◆ PROBLEM DESCRIPTION ◆
Turn the paragraph beginning "After level 2, the magus" in the forum excerpt on the magus below into a short bulleted list that keeps its main facts.

◆ DOCUMENT SECTION ◆
— Begin —
So at first level, if he casts something like Shocking Grasp he'd get two melee attacks (His regular one, and the free touch/melee attack) both at a -2 penalty.
*edit* Grick wrote up a very well laid out guide to touch attacks, spell combat, etc here:
https://paizo.com/threads/rzs2nler?A-Guide-to-Touch-Spells-Spellstrike-and- Spell#1
Spell combat allows him to make a weapon attack and an attack with a spell (both at -2) at first level.
At level two Spellstrike allows him to convert the free touch attack he receives from some spell to a weapon attack.

MrCharisma |

So first things first Worthx is right, you should read
GRICK'S GUIDE (now in link form).
The short version of it is this: As a full-round action the Magus can make all his weapon attacks and cast a spell. If that spell is a touch spell he also gets a free touch attack to deliver that spell.
After level 2, the magus can use his weapon to deliver touch spells, so: As a full-round action the Magus can now make all of his weapon attacks and cast a spell. If that spell is a touch spell he gets a free touch weapon attack to deliver the spell.
— End —
◆ STORED DATA ◆
— Begin —
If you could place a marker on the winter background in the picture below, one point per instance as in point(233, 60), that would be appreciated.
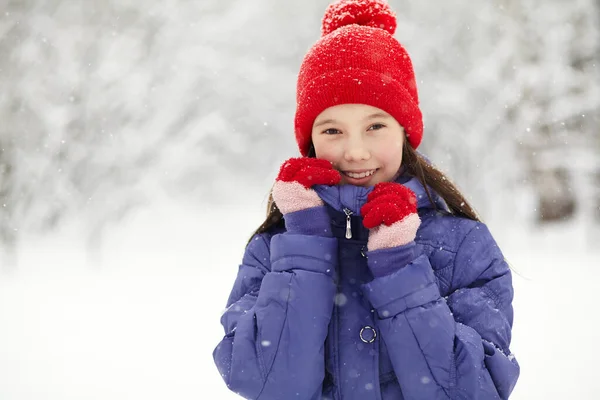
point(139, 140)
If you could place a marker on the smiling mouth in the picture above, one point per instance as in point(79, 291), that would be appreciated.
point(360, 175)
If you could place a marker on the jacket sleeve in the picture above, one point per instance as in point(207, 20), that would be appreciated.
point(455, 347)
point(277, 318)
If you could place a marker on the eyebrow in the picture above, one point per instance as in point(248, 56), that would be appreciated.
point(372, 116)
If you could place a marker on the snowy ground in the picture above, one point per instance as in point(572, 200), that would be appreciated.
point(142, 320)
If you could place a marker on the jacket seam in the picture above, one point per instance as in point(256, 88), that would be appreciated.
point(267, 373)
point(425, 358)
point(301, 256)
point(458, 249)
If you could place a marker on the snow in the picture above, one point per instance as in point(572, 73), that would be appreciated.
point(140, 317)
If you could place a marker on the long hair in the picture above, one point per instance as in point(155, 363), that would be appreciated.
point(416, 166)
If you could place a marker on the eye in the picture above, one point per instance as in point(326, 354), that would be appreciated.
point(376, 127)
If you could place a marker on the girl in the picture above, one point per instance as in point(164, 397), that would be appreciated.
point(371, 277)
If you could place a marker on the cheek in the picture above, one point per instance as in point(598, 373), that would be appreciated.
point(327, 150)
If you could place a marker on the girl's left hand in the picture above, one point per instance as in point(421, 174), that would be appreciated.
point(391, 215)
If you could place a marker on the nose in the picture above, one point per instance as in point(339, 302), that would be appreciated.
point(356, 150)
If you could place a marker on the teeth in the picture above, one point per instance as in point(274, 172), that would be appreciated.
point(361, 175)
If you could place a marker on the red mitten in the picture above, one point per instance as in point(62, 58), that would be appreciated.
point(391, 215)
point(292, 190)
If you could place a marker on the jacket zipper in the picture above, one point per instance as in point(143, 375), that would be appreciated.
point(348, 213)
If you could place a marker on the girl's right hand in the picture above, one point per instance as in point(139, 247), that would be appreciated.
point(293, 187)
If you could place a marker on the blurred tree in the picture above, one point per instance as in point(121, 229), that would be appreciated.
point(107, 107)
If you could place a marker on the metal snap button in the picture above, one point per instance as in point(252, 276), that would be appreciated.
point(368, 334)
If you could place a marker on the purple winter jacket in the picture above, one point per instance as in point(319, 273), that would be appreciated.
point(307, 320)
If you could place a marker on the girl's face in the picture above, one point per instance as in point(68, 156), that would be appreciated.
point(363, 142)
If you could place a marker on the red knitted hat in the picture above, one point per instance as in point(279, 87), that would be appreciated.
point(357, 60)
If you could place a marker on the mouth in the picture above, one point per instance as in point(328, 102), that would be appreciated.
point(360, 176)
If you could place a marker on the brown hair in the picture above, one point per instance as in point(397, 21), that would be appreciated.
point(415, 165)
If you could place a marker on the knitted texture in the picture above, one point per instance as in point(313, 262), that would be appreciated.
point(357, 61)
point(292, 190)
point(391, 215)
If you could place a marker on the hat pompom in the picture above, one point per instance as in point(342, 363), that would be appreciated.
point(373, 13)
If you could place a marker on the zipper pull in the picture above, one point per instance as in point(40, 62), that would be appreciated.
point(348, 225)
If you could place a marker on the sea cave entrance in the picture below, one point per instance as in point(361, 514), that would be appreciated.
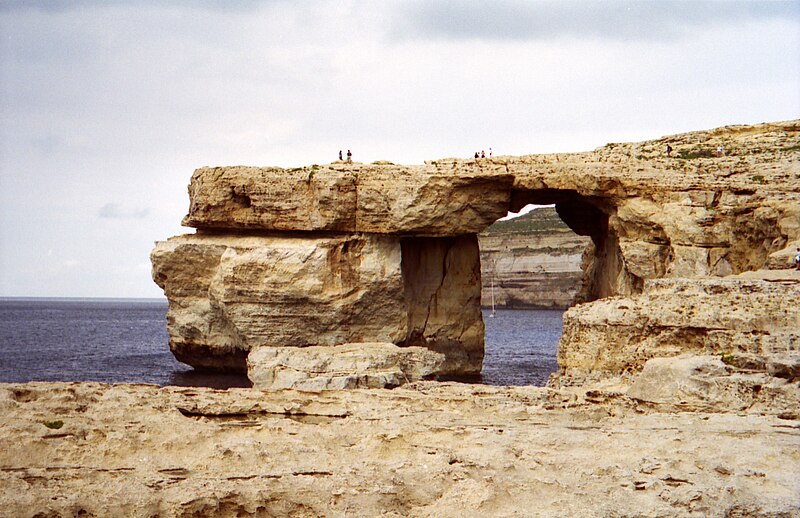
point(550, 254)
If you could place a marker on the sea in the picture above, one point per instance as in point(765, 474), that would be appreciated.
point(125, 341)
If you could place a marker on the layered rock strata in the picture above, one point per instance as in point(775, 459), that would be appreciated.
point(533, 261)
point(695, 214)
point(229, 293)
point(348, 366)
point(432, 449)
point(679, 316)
— End —
— Begin —
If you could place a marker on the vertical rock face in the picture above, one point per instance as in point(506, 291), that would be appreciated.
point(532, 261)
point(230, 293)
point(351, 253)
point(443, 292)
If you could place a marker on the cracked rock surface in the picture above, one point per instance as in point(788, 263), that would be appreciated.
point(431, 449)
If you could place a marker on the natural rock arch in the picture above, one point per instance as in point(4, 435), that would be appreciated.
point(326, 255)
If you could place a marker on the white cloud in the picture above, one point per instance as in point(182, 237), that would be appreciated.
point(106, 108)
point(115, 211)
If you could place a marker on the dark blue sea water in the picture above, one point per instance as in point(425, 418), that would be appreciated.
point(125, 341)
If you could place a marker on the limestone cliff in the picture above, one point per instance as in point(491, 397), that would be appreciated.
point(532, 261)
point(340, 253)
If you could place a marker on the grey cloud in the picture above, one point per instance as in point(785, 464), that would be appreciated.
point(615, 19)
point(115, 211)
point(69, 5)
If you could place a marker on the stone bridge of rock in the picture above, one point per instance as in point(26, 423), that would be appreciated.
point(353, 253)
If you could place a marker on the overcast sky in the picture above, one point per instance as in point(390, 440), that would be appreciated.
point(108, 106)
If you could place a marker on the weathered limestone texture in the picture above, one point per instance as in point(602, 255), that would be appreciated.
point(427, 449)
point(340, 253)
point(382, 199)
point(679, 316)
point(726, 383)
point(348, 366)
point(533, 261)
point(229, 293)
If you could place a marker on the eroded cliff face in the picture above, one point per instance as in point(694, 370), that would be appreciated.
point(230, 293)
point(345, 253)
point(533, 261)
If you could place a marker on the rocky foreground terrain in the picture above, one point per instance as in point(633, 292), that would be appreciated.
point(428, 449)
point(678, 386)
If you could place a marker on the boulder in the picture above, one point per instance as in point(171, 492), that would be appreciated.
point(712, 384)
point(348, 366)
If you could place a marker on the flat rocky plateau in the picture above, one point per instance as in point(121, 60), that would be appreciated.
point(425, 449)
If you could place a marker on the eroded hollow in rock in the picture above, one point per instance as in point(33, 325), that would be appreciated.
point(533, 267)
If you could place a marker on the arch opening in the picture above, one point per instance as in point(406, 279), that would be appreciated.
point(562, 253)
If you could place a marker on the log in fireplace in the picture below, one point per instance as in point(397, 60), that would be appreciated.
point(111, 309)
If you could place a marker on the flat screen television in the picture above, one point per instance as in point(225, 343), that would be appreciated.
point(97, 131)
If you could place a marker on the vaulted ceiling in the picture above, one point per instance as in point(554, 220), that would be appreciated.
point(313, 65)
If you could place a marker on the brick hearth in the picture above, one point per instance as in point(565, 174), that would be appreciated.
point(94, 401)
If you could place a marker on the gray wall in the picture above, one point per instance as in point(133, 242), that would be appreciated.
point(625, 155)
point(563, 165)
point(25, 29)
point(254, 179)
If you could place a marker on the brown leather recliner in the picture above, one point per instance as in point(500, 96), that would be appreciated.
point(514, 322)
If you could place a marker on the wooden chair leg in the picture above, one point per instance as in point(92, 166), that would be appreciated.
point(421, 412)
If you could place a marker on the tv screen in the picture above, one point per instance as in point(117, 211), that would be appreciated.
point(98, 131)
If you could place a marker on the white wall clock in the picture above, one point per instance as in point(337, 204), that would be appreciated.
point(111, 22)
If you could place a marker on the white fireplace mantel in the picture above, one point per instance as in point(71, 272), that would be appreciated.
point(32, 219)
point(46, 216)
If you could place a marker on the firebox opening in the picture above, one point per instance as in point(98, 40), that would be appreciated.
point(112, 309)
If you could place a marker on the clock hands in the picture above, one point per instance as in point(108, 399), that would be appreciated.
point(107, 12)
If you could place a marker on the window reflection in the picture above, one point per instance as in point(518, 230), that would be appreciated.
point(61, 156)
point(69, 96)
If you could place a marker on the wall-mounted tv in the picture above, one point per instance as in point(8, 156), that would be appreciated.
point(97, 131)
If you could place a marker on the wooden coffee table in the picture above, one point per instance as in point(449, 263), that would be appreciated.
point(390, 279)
— End —
— Begin —
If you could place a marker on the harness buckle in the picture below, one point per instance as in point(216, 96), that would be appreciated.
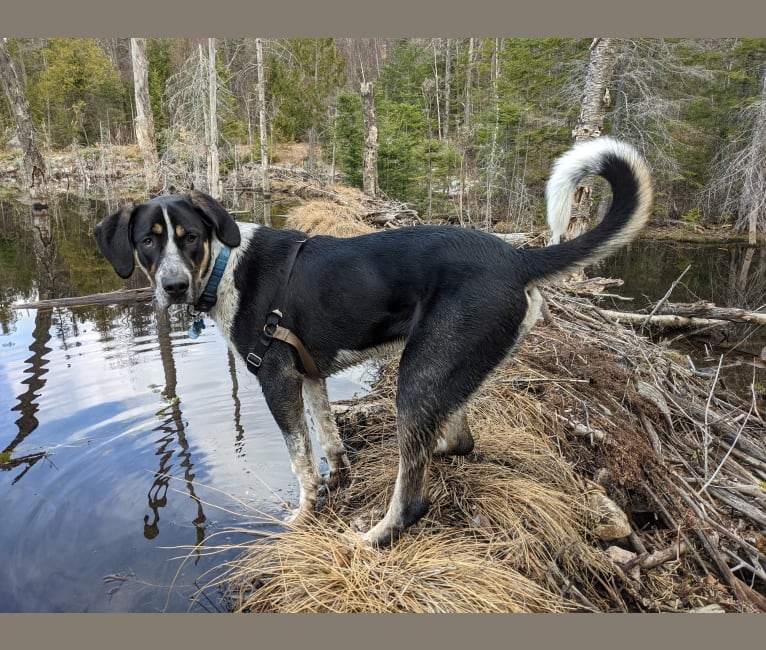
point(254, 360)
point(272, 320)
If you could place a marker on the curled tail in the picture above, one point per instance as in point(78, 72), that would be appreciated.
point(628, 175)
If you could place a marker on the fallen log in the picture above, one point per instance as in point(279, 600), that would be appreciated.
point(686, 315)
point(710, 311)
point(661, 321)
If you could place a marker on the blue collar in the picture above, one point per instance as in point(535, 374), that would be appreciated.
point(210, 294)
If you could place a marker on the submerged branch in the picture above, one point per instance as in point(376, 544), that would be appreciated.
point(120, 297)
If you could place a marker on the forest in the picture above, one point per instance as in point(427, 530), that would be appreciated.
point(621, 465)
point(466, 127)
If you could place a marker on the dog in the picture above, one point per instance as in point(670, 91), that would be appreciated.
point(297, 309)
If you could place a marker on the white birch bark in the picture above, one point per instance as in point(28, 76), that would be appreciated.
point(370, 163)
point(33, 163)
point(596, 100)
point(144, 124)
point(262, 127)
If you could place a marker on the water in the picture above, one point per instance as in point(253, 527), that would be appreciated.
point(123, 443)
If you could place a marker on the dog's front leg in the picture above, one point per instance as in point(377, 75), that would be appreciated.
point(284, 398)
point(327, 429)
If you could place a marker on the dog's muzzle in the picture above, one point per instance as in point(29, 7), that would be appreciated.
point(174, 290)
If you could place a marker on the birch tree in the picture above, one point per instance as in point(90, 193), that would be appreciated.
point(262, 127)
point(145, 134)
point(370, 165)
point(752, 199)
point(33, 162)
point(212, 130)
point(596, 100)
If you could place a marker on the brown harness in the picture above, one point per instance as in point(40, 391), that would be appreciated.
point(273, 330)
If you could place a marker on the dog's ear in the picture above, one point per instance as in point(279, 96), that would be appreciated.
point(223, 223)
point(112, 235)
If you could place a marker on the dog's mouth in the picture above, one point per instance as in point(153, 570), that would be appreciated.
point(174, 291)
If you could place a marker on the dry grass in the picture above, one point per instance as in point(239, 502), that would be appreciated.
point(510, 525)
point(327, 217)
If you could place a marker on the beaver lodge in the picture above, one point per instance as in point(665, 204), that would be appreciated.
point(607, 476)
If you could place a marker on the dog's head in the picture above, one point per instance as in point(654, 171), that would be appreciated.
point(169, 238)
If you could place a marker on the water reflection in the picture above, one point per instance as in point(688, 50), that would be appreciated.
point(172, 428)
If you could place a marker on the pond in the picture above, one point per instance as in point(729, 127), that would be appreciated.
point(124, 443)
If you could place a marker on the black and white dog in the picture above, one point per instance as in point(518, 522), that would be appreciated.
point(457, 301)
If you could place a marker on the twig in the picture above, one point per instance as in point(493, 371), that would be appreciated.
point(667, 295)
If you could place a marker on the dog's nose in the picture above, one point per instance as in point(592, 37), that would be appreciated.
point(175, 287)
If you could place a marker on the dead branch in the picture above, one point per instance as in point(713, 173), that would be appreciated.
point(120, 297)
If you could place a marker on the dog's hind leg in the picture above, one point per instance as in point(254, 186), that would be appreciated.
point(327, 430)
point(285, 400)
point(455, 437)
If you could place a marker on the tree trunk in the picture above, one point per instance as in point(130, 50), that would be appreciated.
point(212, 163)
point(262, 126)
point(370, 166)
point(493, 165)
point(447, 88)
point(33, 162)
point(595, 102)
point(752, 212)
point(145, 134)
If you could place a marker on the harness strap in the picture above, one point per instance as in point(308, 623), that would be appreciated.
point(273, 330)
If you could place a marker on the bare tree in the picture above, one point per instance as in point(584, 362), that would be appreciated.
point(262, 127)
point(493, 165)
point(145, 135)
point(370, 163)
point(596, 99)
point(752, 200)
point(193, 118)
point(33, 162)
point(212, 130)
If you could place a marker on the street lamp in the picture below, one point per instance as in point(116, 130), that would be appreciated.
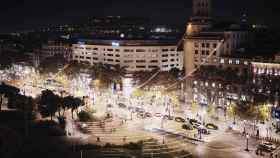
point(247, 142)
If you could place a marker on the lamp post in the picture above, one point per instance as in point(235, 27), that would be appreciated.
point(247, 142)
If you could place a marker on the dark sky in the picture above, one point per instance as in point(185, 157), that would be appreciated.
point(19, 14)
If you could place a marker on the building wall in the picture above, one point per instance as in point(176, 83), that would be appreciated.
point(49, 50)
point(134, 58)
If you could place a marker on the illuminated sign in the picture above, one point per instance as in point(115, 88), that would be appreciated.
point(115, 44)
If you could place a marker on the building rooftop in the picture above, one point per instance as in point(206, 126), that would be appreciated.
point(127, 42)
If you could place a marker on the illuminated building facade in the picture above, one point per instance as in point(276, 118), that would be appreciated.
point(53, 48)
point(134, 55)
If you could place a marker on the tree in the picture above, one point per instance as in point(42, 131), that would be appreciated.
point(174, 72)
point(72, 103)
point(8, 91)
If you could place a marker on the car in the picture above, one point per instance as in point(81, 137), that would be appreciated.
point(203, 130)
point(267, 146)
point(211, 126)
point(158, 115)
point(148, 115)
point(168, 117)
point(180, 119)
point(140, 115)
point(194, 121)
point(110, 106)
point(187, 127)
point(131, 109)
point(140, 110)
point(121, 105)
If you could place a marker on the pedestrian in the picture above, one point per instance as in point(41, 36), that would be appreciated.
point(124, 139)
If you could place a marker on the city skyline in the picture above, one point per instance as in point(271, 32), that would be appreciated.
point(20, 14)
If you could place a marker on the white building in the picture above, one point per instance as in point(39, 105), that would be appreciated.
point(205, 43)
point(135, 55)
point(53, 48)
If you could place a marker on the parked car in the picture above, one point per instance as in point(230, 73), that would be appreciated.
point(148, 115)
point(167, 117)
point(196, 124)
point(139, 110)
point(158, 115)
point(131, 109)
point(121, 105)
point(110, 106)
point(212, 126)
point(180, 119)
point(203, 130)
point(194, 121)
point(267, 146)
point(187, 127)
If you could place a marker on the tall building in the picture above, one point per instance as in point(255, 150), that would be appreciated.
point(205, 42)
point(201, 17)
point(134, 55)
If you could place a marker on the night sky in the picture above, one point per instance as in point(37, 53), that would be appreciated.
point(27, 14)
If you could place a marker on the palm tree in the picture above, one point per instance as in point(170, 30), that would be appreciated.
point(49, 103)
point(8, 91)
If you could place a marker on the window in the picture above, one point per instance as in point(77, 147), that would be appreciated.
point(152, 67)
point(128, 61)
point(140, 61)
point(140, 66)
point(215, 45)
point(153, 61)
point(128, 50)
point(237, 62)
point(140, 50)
— End —
◆ TASK SOLUTION ◆
- After level 2, the magus can use his weapon to deliver touch spells.
- As a full-round action, he can make all of his weapon attacks and cast a spell.
- If that spell is a touch spell, he gets a free touch weapon attack to deliver it.